## INSTRUCTIONS
1. From the agreement text, extract the passage between "39. CHOICE OF" and "or Orange Counties.", inclusive.
2. Answer these questions using the agreement text:
(a) Along with this Agreement, what document does the entire agreement between the parties include?
(b) The laws of which state govern this Agreement?
(c) In which counties must legal actions pertaining to this Agreement be commenced?

## SUPPLIED TEXT
....
38. PREVIOUS AGREEMENTS
    -------------------

    This Agreement, and any confidentiality agreement Licensee may have signed
    pertaining to any of the Licensed Material, contains the entire agreement
    between the parties concerning the subject matter hereof and supersedes any
    pre-existing or contemporaneous agreement and any oral or written
    communications between the parties.

39. CHOICE OF LAW AND FORUM
    -----------------------

    This Agreement shall be deemed to be an executory agreement entered into in
    California and shall be governed and interpreted according to the laws of
    the State of California applicable to contracts made and to be fully
    performed in California. Any legal actions pertaining to this Agreement
    shall be commenced within the State of California and within either Los
    Angeles or Orange Counties, and Licensee consents to the jurisdiction of the
    courts located in Los Angeles or Orange Counties.
....
## DATA SHOWN
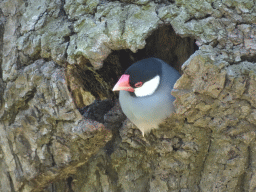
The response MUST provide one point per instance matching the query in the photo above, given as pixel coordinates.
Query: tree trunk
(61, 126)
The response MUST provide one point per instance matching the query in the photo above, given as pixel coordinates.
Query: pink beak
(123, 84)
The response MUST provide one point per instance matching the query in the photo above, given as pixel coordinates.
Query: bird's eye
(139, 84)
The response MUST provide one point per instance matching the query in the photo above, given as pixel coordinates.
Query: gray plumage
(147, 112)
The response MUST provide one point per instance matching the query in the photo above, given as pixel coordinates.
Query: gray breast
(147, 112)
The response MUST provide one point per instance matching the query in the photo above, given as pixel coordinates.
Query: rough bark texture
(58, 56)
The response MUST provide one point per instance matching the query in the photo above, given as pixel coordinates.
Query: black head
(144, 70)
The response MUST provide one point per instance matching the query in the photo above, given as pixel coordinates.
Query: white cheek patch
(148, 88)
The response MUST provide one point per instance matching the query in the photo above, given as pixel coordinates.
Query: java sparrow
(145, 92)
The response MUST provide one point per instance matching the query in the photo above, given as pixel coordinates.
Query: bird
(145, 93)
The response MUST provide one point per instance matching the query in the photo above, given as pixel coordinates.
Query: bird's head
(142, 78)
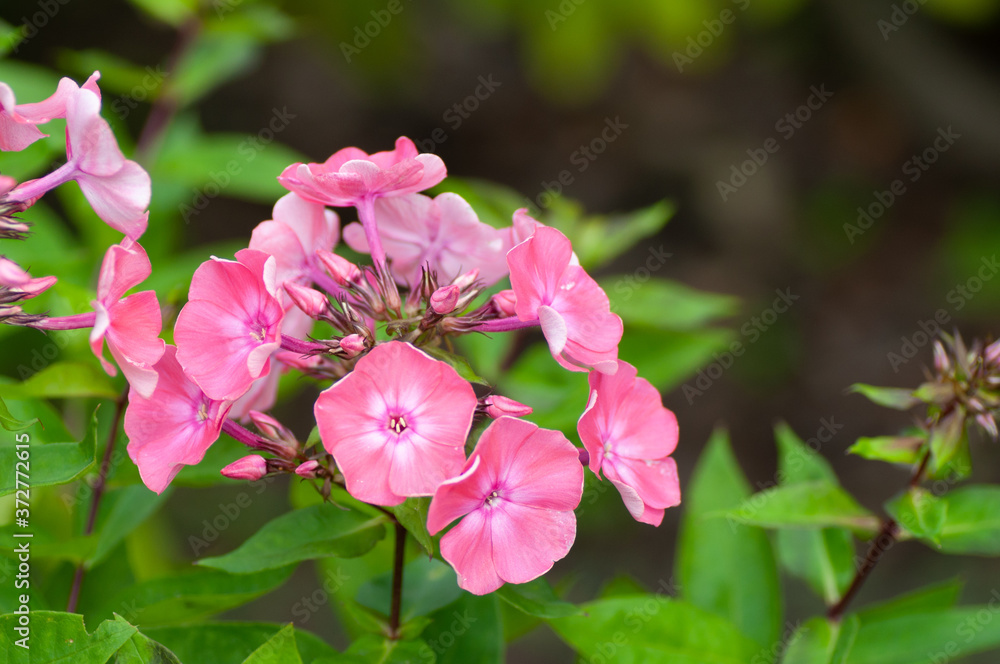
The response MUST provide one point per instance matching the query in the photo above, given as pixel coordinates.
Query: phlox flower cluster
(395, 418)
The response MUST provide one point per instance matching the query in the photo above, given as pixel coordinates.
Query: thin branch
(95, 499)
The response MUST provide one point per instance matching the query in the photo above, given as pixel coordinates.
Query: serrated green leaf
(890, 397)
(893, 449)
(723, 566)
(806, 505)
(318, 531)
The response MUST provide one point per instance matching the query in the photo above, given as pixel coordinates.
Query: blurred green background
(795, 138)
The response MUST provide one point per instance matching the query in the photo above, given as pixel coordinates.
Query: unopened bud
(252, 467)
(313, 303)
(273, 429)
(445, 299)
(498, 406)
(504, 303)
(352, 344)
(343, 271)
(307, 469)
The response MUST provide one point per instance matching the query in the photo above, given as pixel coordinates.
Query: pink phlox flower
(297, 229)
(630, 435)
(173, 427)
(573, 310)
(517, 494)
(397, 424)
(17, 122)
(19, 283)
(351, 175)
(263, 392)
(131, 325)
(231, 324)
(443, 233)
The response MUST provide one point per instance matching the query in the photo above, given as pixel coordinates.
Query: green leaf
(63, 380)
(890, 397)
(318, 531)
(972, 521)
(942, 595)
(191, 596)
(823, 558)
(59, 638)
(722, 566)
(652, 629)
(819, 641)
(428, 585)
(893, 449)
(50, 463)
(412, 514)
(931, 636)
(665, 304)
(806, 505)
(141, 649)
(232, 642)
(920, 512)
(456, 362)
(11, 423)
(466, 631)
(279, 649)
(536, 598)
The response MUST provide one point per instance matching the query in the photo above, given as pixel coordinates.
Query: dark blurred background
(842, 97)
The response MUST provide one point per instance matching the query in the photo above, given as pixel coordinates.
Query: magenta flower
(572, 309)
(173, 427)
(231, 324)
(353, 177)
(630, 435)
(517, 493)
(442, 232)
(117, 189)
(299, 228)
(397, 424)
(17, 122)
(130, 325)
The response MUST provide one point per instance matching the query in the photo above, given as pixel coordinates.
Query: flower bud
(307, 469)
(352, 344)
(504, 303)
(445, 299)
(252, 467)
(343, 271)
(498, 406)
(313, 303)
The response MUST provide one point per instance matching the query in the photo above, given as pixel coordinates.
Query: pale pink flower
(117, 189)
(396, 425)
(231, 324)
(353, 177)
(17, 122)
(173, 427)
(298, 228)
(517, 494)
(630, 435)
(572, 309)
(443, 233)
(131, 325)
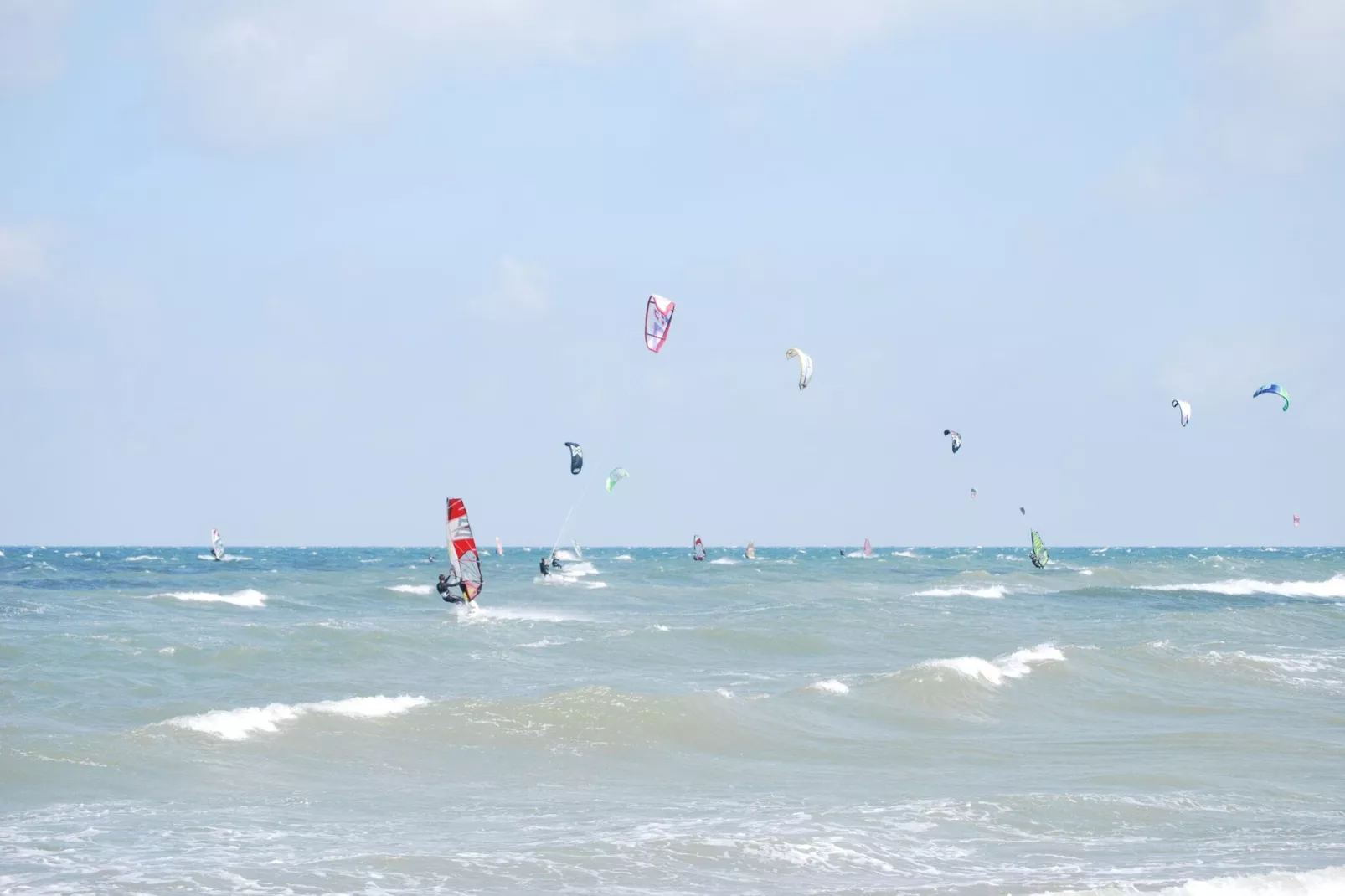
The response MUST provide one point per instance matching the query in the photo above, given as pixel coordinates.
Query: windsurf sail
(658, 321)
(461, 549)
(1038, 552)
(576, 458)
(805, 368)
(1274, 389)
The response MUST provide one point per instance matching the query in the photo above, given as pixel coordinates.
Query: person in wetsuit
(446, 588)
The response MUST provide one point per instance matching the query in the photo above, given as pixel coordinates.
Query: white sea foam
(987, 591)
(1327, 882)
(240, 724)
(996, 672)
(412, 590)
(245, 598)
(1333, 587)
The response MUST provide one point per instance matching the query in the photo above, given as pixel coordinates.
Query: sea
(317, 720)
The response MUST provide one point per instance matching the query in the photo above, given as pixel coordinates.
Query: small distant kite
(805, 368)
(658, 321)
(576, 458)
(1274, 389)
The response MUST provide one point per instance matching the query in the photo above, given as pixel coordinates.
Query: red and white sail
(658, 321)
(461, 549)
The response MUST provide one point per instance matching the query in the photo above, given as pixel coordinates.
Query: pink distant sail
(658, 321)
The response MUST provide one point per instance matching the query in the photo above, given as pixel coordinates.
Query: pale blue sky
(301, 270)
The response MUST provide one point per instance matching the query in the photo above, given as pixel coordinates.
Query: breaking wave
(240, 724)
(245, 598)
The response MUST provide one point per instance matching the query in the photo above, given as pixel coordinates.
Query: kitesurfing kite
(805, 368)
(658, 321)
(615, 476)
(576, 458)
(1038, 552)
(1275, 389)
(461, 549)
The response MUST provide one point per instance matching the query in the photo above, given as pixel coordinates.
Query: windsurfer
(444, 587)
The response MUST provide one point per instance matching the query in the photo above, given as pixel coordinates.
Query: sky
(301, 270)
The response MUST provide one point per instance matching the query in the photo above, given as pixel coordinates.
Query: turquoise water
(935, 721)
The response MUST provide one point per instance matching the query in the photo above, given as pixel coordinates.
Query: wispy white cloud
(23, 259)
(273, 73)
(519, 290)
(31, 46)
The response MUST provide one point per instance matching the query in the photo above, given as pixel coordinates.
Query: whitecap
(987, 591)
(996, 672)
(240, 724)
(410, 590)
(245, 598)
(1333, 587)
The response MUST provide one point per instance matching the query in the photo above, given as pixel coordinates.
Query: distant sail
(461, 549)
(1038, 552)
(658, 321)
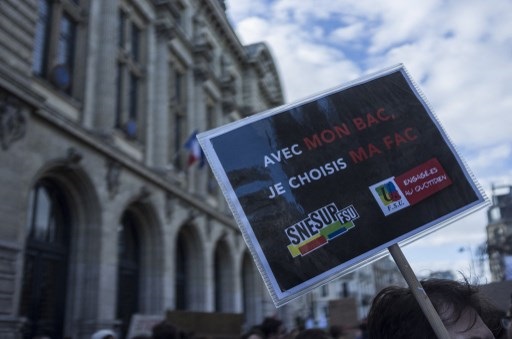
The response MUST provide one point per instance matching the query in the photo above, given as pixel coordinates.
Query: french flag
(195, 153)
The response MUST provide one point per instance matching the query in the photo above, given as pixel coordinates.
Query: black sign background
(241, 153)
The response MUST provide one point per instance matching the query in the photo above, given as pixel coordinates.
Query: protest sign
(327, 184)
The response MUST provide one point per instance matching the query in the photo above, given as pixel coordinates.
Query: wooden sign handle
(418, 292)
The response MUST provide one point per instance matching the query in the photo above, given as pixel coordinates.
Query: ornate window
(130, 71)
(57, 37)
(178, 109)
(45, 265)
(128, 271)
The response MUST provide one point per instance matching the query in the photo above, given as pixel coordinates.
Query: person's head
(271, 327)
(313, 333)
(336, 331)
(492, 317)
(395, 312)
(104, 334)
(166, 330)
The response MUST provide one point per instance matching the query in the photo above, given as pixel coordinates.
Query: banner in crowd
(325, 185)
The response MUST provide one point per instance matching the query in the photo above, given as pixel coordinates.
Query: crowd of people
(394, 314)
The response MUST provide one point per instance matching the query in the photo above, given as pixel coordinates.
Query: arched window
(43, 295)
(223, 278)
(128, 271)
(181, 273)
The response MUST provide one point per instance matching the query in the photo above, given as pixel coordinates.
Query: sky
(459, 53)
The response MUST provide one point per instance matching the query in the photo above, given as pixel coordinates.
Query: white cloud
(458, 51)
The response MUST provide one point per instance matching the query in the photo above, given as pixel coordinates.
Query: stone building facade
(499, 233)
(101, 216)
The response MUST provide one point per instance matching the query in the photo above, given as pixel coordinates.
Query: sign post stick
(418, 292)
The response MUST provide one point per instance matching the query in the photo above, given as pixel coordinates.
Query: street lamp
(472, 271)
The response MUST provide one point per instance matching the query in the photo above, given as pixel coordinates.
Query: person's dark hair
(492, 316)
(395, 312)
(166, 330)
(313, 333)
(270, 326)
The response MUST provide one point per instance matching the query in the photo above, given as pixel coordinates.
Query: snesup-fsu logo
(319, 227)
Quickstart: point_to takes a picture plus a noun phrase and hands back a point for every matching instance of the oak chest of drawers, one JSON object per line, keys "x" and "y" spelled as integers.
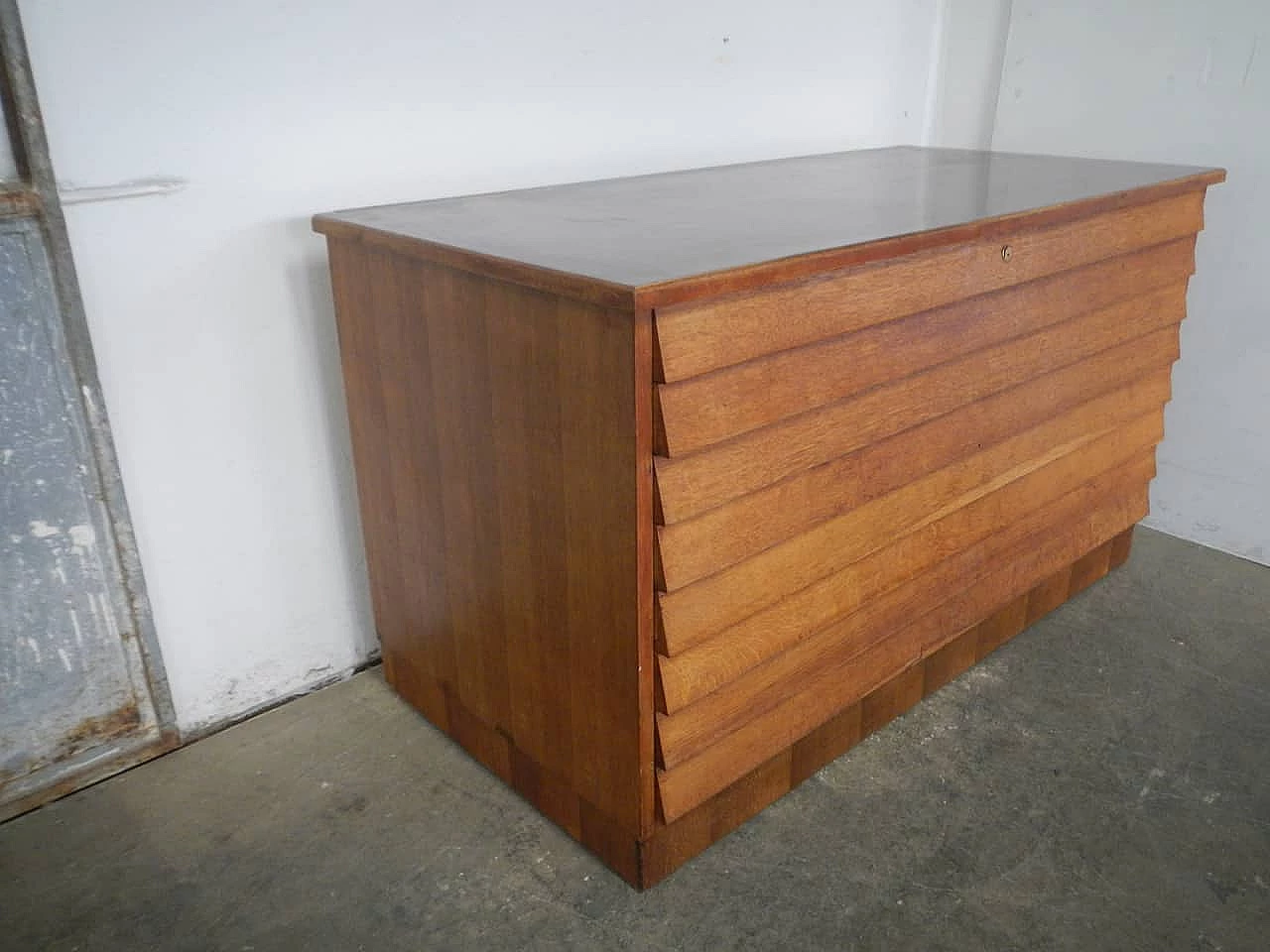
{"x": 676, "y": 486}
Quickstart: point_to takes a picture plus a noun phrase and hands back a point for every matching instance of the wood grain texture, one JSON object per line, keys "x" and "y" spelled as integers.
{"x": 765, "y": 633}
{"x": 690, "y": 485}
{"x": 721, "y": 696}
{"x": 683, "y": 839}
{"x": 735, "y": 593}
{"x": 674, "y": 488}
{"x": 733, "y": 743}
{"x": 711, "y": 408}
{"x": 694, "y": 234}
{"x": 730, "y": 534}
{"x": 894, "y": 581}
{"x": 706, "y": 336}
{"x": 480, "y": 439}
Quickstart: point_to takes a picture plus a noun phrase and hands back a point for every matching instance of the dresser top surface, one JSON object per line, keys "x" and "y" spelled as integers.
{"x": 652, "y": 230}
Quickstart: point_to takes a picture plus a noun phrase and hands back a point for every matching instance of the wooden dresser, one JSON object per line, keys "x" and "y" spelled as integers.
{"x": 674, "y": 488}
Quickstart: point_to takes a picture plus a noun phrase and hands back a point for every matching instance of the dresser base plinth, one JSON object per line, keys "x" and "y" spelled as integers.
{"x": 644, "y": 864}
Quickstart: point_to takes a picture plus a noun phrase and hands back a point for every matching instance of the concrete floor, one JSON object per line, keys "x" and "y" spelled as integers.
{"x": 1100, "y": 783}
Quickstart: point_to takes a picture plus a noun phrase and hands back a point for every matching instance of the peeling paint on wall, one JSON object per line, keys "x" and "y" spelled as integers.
....
## ANSWERS TO THE PROBLEMS
1.
39. CHOICE OF LAW AND FORUM
    -----------------------

    This Agreement shall be deemed to be an executory agreement entered into in
    California and shall be governed and interpreted according to the laws of
    the State of California applicable to contracts made and to be fully
    performed in California. Any legal actions pertaining to this Agreement
    shall be commenced within the State of California and within either Los
    Angeles or Orange Counties, and Licensee consents to the jurisdiction of the
    courts located in Los Angeles or Orange Counties.

2.
(a) Any confidentiality agreement Licensee may have signed pertaining to any of the Licensed Material.
(b) California.
(c) Los Angeles or Orange Counties.